REQUIRED TASK
Turn all of the data below into a JSON list of strings, one string per line, skipping blank lines and leaving out the pictures.

>> start

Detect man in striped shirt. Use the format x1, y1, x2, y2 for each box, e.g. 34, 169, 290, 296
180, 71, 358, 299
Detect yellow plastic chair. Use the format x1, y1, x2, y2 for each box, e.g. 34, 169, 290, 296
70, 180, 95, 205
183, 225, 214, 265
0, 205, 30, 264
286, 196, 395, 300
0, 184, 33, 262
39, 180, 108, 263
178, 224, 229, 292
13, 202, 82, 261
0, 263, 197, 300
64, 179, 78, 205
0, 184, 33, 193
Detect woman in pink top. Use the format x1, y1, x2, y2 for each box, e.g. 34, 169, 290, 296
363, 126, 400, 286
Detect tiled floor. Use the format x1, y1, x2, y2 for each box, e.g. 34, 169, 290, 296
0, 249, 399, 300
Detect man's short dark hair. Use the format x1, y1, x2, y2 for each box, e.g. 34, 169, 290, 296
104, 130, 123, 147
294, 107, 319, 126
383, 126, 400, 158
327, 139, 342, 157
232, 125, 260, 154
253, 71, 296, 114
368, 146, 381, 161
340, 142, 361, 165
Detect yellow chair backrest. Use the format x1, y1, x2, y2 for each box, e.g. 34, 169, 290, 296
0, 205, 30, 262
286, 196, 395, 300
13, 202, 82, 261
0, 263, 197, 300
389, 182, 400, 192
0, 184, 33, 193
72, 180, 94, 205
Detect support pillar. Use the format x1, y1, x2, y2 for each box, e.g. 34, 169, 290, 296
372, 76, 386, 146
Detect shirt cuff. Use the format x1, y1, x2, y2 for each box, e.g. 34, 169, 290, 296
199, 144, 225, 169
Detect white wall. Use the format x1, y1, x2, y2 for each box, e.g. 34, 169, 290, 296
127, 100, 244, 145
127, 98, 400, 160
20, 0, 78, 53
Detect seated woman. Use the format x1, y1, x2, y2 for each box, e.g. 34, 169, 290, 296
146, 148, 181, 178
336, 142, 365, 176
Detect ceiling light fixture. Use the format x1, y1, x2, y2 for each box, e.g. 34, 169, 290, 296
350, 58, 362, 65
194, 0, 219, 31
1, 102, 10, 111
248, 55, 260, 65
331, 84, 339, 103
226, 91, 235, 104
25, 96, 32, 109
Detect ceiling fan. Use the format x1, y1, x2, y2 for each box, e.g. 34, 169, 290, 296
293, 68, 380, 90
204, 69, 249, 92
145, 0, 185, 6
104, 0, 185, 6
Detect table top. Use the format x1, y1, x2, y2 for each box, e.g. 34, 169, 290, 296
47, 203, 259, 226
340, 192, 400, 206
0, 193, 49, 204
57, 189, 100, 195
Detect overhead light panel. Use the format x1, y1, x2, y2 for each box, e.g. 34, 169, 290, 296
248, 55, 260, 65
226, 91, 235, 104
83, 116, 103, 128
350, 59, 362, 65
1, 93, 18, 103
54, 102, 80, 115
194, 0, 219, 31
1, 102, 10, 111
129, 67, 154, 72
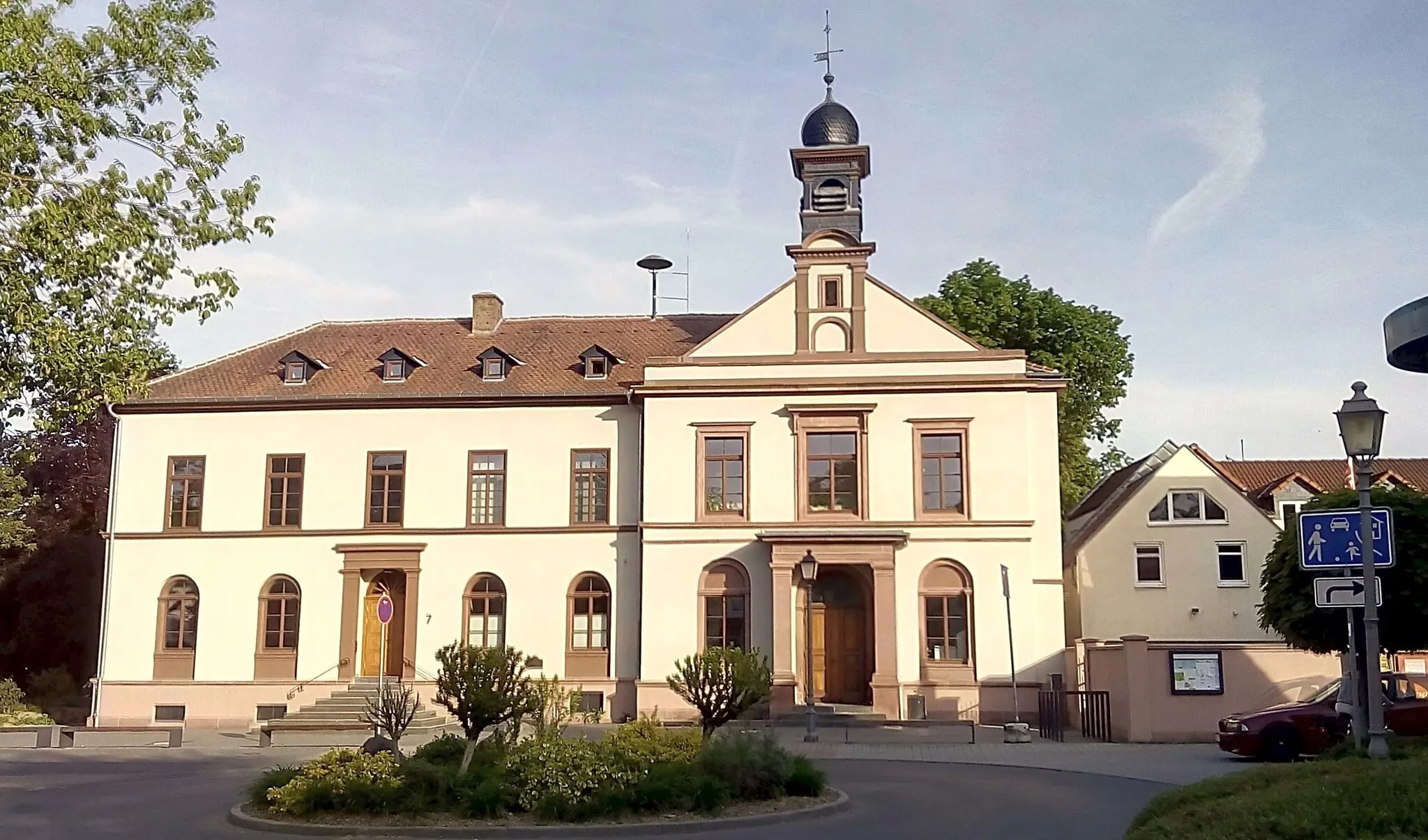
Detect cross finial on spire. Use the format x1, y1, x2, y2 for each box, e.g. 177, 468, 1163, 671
812, 8, 842, 102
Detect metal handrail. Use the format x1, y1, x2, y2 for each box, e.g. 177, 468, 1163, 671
287, 659, 351, 700
401, 659, 437, 683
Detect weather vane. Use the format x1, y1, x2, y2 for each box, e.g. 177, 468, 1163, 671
812, 8, 842, 100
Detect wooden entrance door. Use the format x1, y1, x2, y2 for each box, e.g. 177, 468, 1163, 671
361, 572, 407, 677
811, 573, 869, 704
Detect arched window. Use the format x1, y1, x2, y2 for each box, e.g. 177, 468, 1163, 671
263, 577, 303, 650
918, 560, 975, 677
252, 576, 303, 680
700, 560, 748, 647
565, 573, 609, 677
154, 577, 199, 680
466, 574, 506, 647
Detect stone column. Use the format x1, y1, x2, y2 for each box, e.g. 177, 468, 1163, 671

>> end

RESULT FOR THIS TASK
[
  "Detect man in striped shirt. Use the format x1, y1, x2, y2 for each box, e.g. 34, 169, 290, 296",
  "180, 71, 358, 299",
  "Detect yellow plastic chair. Use the format x1, y1, x2, y2 for each box, e.g. 34, 169, 290, 296",
  "70, 180, 95, 205",
  "183, 225, 214, 265",
  "0, 205, 30, 264",
  "286, 196, 395, 300",
  "0, 184, 33, 262",
  "39, 180, 108, 263",
  "178, 224, 229, 292",
  "13, 202, 82, 261",
  "0, 263, 197, 300",
  "64, 179, 78, 205",
  "0, 184, 33, 193",
  "Detect woman in pink top. Use the format x1, y1, x2, y2 for each box, e.g. 34, 169, 290, 296",
  "363, 126, 400, 286",
  "Detect tiled floor. Use the format x1, y1, x2, y2 for each box, e.g. 34, 169, 290, 296",
  "0, 249, 399, 300",
  "Detect man's short dark hair. Use the format x1, y1, x2, y2 for each box, e.g. 34, 169, 290, 296",
  "104, 130, 123, 147",
  "294, 107, 319, 126",
  "383, 126, 400, 158",
  "327, 139, 342, 157",
  "232, 125, 260, 154",
  "253, 71, 296, 114",
  "368, 146, 381, 161",
  "340, 142, 361, 165",
  "Detect yellow chair backrest. Use the format x1, y1, x2, y2 for each box, e.g. 34, 169, 290, 296",
  "0, 205, 30, 262",
  "286, 196, 395, 300",
  "13, 202, 82, 261",
  "0, 263, 197, 300",
  "389, 182, 400, 192",
  "0, 184, 33, 193",
  "72, 180, 94, 205",
  "Detect support pillar. Use the format x1, y1, x2, y2 for each box, e.g. 34, 169, 290, 296",
  "372, 76, 386, 146",
  "Detect shirt cuff. Use the format x1, y1, x2, y2 for each box, e.g. 34, 169, 290, 296",
  "199, 144, 225, 169",
  "Detect white wall. Use the format x1, y1, x2, y2 for each box, e.g. 34, 169, 290, 296",
  "127, 100, 244, 145",
  "127, 98, 400, 160",
  "20, 0, 78, 53",
  "Detect seated woman. Use the format x1, y1, x2, y2 for each box, e.g. 34, 169, 290, 296",
  "146, 148, 181, 178",
  "336, 142, 365, 176",
  "Detect ceiling light fixture. Use the format x1, y1, x2, y2 for each box, e.g. 34, 169, 290, 296",
  "350, 58, 362, 65",
  "194, 0, 219, 31",
  "1, 102, 10, 111",
  "248, 55, 260, 65",
  "331, 84, 339, 103",
  "226, 91, 235, 104",
  "25, 96, 32, 109",
  "Detect ceiling fan. Use the format x1, y1, x2, y2 for each box, e.g. 34, 169, 290, 296",
  "293, 68, 380, 90",
  "204, 69, 249, 92",
  "145, 0, 185, 6",
  "104, 0, 185, 6",
  "Detect table top. Use the format x1, y1, x2, y2 for each box, e.g. 34, 169, 290, 296",
  "47, 203, 259, 226",
  "340, 192, 400, 206",
  "0, 193, 49, 204",
  "57, 189, 100, 195",
  "Detect overhead light panel. Use the format x1, y1, x2, y2 for each box, e.g. 34, 169, 290, 296",
  "248, 55, 260, 65",
  "226, 91, 235, 104",
  "83, 116, 103, 128",
  "350, 59, 362, 65",
  "1, 93, 18, 103",
  "54, 102, 80, 115",
  "194, 0, 219, 31",
  "1, 102, 10, 111",
  "129, 67, 154, 72",
  "Detect cross finial on spire. Use the format x1, y1, x2, y2 for each box, e.g. 177, 468, 1163, 671",
  "812, 8, 842, 102",
  "Detect metal handrail. Use the format x1, y1, x2, y2 for each box, e.g. 177, 468, 1163, 671",
  "287, 659, 351, 700",
  "401, 659, 437, 683",
  "Detect weather vane. Use the format x1, y1, x2, y2 for each box, e.g. 177, 468, 1163, 671",
  "812, 8, 842, 100",
  "Detect wooden entrance door. Use the format x1, y1, x2, y2 for each box, e.g. 177, 468, 1163, 671",
  "361, 572, 407, 677",
  "811, 573, 869, 704",
  "Detect arched window. Use the format x1, y1, x2, y2 for each box, e.g. 177, 468, 1163, 671",
  "263, 577, 303, 650",
  "918, 560, 975, 677",
  "252, 576, 303, 680",
  "700, 560, 748, 647",
  "565, 573, 609, 677",
  "154, 577, 199, 680",
  "466, 574, 506, 647",
  "Detect stone column. Use the format x1, y1, x2, y2 for each box, e.g. 177, 468, 1163, 671"
]